What is required. In the study guide on sacrifice, rewrite the part that opens with the words containing "Unfortunately for Jim" and closes with "Mac and Jim?", replacing "strike" with "walk out".

Study Guide

In Dubious Battle Sacrifice

By John Steinbeck

Sacrifice

Let's be real: In Dubious Battle's Mac and Jim have a pretty messed-up take on the misery suffered by Joy, old Dan, and the Andersons: it's a shame and all, but someone has to do it. Tough, tough, Cocoa Puff.

There's a reason for that attitude, of course: these Party men have zero left to lose in life. Jim makes no bones about the fact that he's hit rock bottom, and he doesn't flinch at the idea of dying for the cause.

But these dudes also don't recognize that most people around them—including the poor workers in the camp—do have a whole lot to lose. Dakin is almost comfortable with his life; Anderson has his farm, his dogs, and his son; even Lisa and Joey look forward to a better future for their baby.

Yet there is something to the idea that to make a "universal gain," the individual must sometimes sacrifice something very precious. Whether that something is a shiny new truck, a few hot meals, the hope of personal prosperity—or even a life—a true battle seems to demand a blood offering.

Unfortunately for Jim and Mac, victory for the many sometimes even requires people to give up some basic things—like their humanity.

Questions About Sacrifice

  1. Why is Jim so unsympathetic to Anderson's losses?
  2. Why is Mac so unfazed by the death of his old friend, Joy?
  3. How does Mac convince the workers to strike? What makes them willing to give up their wages to try for something better?
  4. Why is Doc Burton willing to risk his medical practice and his life to help Mac and Jim?

Chew on This

In Mac and Jim's world, the willingness to give up something for the cause in itself means nothing. The only thing that matters is that a sacrifice can be used as propaganda for their side.

Mac and Jim are able to think coldly about their own probable violent deaths because they know that ultimately, there's no place for them in American society as it is.

Data for analysis.
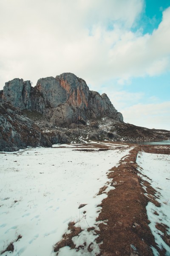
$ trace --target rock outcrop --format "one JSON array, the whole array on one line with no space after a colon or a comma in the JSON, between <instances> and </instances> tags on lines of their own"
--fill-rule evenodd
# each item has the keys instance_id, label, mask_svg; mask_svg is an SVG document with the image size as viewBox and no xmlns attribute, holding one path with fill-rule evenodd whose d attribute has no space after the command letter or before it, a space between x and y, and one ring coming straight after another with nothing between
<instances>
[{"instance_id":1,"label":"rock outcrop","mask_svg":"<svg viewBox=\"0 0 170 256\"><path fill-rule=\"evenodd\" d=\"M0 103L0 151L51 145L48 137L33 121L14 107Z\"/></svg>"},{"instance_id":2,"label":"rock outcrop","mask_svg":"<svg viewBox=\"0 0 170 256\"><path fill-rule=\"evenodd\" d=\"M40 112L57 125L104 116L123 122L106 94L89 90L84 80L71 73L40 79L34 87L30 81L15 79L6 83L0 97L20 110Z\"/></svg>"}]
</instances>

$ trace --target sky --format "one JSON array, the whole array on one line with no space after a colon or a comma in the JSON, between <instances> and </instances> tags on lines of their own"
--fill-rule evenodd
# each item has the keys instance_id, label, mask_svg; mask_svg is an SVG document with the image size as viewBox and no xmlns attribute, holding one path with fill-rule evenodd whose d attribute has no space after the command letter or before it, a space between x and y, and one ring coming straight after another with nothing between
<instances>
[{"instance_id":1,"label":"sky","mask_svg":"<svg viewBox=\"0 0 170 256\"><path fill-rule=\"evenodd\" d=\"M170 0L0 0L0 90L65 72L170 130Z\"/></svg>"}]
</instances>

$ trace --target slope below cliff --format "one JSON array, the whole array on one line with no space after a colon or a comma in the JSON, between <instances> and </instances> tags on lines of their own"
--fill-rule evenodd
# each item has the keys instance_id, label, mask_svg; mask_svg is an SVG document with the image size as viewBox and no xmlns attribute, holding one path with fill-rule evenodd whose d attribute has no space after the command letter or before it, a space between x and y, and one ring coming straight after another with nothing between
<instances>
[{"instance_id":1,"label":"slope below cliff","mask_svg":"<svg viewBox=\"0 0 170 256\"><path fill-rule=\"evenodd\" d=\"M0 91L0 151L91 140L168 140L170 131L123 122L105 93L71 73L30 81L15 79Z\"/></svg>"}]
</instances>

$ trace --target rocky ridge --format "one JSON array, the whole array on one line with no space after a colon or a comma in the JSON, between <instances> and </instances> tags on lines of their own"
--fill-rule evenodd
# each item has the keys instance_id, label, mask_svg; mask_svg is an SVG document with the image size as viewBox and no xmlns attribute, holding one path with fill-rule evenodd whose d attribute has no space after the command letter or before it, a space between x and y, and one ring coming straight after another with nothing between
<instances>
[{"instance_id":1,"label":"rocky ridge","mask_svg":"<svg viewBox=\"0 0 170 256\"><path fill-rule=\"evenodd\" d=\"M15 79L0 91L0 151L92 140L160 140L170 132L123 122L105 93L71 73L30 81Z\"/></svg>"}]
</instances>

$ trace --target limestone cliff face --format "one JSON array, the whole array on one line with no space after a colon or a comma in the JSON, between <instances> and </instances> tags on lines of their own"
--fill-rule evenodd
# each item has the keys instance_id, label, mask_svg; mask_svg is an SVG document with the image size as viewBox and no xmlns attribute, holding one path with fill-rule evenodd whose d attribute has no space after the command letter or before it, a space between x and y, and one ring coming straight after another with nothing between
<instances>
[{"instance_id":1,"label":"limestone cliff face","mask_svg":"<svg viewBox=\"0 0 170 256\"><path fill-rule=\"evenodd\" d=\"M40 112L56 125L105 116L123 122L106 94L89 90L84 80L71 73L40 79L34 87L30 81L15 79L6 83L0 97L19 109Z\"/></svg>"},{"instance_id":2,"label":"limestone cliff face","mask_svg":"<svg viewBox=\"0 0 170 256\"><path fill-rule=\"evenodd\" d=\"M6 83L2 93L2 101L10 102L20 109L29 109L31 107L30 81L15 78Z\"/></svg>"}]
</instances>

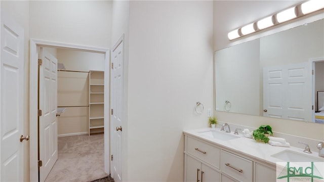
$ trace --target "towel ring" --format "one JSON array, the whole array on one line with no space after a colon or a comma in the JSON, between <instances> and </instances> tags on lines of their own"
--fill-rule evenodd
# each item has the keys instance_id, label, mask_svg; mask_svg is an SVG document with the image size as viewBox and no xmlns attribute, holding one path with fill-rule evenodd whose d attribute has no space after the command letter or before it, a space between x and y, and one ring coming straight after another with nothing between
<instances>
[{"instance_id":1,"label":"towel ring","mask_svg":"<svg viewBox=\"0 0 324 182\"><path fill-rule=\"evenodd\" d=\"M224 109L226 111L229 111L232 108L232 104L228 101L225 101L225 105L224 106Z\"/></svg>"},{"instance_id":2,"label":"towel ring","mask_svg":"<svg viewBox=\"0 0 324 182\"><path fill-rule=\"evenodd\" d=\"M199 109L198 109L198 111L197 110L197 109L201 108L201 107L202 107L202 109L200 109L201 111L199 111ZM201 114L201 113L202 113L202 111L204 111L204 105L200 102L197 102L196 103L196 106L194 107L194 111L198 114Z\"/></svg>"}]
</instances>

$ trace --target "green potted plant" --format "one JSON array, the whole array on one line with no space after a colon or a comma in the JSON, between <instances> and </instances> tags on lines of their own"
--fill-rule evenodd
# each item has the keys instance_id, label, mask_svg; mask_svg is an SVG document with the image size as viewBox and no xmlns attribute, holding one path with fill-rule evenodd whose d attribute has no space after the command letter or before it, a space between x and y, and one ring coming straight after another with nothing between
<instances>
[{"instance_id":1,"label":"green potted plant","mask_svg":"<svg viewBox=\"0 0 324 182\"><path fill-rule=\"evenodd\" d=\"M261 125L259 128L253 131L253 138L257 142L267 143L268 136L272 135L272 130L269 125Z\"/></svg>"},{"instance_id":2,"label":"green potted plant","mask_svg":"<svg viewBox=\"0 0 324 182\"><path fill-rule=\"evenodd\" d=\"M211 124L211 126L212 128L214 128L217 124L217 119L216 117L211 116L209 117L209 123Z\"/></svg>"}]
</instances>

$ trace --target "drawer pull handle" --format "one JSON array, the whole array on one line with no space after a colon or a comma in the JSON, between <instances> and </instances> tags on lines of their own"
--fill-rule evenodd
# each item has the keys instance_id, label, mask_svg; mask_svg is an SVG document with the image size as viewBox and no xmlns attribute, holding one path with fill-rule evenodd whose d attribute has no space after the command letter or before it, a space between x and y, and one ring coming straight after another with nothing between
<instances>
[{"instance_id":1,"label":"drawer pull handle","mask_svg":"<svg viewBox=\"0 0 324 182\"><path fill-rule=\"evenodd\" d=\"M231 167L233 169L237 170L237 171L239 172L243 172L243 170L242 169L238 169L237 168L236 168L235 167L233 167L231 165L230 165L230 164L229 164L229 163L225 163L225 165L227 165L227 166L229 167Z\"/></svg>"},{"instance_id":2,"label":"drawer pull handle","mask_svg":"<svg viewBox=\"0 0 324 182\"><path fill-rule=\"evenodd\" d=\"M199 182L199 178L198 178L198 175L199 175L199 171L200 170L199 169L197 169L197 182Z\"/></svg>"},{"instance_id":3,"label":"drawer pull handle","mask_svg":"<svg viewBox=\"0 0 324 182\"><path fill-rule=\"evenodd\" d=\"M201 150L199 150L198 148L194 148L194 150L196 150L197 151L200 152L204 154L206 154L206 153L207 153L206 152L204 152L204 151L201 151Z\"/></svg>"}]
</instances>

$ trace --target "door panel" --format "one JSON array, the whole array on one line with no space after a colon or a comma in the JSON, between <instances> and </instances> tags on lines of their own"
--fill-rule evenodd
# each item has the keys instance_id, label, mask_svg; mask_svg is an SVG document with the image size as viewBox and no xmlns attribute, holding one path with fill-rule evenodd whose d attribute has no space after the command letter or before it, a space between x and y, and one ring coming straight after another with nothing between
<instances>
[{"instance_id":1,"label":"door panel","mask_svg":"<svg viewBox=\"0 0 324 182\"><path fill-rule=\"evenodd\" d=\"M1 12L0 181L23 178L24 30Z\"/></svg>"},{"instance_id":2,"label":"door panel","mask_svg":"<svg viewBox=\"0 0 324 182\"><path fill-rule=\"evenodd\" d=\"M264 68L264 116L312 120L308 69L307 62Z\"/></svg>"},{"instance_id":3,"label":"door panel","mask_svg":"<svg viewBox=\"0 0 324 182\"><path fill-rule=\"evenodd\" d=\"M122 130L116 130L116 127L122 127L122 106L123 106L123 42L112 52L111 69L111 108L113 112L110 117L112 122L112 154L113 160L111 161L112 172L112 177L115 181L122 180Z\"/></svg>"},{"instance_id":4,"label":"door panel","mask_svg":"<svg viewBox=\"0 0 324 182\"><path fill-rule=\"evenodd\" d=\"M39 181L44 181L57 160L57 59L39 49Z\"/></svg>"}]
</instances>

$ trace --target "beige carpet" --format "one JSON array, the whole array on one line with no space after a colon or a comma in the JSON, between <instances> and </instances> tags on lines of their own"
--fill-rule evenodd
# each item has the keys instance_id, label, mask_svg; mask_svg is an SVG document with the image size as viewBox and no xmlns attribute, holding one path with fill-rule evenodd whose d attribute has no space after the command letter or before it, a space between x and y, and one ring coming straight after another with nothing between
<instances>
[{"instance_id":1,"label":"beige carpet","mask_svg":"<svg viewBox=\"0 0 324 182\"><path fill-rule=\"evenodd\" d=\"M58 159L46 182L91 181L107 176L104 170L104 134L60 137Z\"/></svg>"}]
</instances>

...

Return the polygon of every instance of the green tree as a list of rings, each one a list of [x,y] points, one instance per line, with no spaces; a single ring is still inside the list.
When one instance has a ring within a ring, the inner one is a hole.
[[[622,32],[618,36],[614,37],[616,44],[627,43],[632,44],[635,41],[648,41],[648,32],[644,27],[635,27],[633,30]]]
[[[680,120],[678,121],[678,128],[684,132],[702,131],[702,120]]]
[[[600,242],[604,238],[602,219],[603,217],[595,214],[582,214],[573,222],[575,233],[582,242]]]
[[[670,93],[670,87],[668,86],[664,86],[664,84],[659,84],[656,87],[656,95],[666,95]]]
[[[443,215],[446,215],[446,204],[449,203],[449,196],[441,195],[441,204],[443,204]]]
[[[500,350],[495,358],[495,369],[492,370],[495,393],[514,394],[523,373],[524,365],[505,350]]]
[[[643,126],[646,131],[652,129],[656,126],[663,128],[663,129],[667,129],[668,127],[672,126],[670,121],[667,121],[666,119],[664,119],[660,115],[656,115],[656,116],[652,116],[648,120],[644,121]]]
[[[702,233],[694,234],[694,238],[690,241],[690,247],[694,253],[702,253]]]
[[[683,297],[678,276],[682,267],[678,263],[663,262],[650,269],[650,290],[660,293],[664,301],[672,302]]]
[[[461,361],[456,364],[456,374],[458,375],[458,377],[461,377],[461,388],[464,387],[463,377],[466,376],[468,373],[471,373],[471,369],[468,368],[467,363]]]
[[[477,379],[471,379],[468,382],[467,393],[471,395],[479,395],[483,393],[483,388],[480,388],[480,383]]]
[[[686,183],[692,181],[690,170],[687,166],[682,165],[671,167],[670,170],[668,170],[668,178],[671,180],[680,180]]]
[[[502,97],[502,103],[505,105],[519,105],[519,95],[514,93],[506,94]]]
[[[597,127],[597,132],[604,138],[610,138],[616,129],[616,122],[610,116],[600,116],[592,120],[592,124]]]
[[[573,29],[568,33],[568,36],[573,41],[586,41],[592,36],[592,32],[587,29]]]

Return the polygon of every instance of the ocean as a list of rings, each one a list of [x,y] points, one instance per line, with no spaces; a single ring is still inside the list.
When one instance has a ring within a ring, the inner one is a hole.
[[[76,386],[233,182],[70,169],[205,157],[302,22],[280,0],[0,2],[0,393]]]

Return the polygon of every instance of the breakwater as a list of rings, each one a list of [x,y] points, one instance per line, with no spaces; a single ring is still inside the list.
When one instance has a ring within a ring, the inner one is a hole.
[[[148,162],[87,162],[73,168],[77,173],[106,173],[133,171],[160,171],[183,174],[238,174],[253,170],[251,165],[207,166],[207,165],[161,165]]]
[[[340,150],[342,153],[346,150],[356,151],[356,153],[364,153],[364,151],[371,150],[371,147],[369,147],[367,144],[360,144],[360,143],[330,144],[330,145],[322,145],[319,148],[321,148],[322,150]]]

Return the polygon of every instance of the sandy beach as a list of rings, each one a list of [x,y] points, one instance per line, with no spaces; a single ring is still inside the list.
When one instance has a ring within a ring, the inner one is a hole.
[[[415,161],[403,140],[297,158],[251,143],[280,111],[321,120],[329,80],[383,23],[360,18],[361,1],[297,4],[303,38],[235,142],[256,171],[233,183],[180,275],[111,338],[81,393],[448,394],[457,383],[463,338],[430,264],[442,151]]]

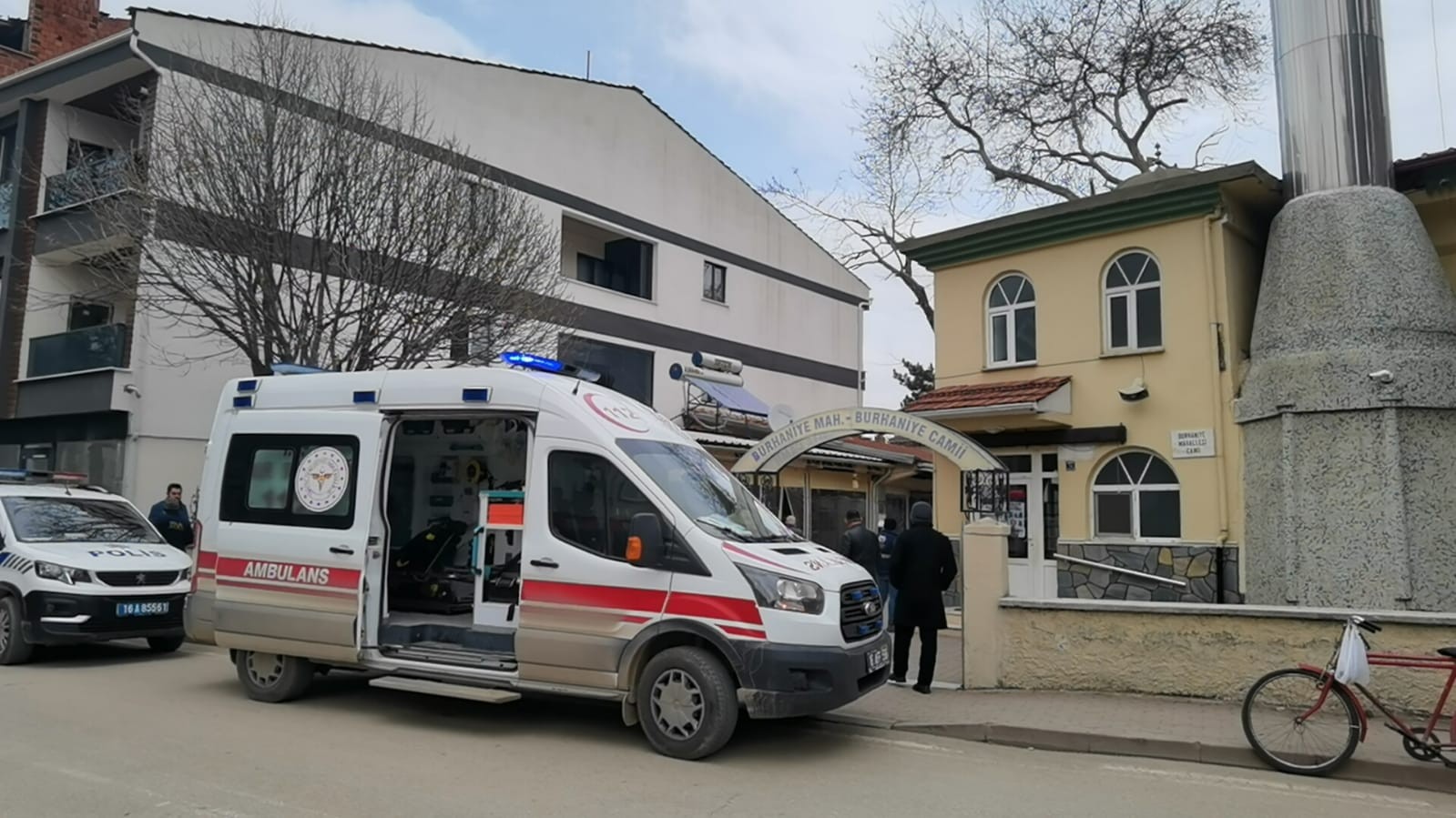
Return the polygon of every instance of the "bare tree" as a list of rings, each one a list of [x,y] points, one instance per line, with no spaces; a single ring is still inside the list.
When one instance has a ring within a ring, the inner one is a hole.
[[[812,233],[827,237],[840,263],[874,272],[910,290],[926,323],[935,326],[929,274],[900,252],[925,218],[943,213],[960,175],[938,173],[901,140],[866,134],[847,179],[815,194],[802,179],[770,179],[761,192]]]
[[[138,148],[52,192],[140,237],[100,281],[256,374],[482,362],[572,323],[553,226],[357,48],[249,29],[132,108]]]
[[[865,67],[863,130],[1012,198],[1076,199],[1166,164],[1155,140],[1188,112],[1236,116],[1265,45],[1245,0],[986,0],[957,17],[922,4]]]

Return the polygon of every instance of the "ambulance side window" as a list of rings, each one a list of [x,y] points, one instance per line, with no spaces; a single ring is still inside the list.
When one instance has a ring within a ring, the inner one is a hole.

Response to the task.
Unfortunately for Jim and Mac, victory for the many sometimes even requires people to give up some basic things—like their humanity.

Questions About Sacrifice

  1. Why is Jim so unsympathetic to Anderson's losses?
  2. Why is Mac so unfazed by the death of his old friend, Joy?
  3. How does Mac convince the workers to walk out? What makes them willing to give up their wages to try for something better?
  4. Why is Doc Burton willing to risk his medical practice and his life to help Mac and Jim?